## Directions for this task
Return every line from the records below that contains the string "segment". Case counts.

START Record list

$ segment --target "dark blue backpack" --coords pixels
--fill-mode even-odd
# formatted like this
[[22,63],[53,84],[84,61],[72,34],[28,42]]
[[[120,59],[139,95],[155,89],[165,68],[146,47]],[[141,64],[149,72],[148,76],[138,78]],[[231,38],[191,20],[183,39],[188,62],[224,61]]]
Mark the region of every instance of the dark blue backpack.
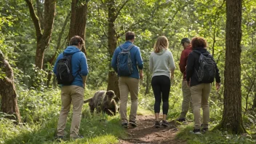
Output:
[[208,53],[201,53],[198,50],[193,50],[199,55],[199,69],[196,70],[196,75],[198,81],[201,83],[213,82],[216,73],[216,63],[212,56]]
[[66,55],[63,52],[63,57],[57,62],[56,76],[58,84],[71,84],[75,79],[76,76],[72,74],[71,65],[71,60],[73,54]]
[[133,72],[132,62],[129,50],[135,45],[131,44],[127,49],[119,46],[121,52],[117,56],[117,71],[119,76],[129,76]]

END Record list
START Record list

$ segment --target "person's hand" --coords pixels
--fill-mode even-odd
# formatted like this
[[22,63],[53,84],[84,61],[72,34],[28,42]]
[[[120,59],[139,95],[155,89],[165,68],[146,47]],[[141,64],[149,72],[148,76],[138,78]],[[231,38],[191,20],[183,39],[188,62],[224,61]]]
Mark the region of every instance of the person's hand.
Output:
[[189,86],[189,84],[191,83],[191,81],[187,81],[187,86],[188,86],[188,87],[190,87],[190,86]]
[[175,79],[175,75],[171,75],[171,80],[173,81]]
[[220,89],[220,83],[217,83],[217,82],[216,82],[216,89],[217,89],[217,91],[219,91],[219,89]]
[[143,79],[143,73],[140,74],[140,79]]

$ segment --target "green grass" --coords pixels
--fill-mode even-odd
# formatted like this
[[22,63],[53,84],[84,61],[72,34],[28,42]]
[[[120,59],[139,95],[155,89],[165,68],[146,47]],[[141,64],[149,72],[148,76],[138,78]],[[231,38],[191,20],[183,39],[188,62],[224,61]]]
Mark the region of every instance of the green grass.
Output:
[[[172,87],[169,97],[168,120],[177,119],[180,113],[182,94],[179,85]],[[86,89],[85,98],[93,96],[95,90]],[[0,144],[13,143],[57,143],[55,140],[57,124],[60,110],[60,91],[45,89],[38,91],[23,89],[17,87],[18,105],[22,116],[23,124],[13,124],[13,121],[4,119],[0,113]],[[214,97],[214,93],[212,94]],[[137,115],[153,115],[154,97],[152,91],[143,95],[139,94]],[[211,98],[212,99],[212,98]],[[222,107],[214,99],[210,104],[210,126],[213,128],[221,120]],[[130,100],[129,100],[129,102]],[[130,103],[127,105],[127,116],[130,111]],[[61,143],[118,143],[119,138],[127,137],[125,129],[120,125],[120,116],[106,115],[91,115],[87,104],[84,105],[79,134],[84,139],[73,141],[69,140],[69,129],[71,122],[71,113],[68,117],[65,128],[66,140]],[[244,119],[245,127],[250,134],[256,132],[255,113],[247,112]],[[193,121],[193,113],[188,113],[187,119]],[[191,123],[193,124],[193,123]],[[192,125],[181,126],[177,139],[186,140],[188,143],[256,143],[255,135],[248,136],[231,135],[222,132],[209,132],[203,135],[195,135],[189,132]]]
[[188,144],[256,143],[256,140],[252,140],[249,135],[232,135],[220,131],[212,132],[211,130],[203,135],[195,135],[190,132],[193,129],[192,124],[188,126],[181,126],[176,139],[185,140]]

END Record list

## Full answer
$ segment --target "dark blue backpack" --coords pixels
$ segment --target "person's hand" --coords pixels
$ segment --target "green grass" --coords pixels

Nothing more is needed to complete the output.